◆ ACTIVITY ◆
Return each entry word for word. Leave the images out.
═════ DATA RECORDS ═════
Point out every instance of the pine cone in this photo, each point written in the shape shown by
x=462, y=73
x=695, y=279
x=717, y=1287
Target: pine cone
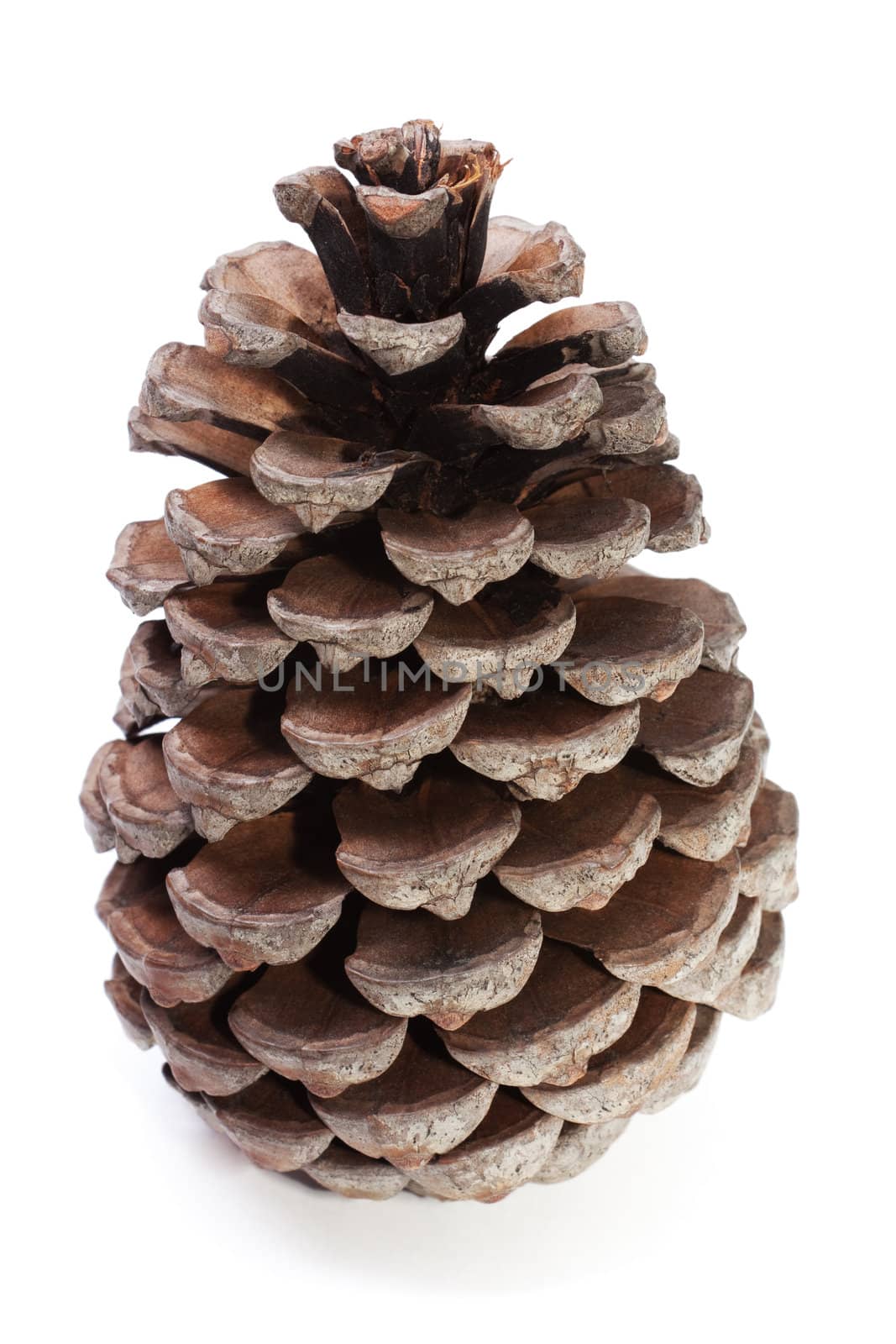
x=461, y=846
═════
◆ SOLUTION TO THIS PROBLEM ◆
Point out every instance of the pine cone in this photo, each point written in the shape shown by
x=462, y=73
x=695, y=279
x=717, y=1287
Target: pine cone
x=461, y=846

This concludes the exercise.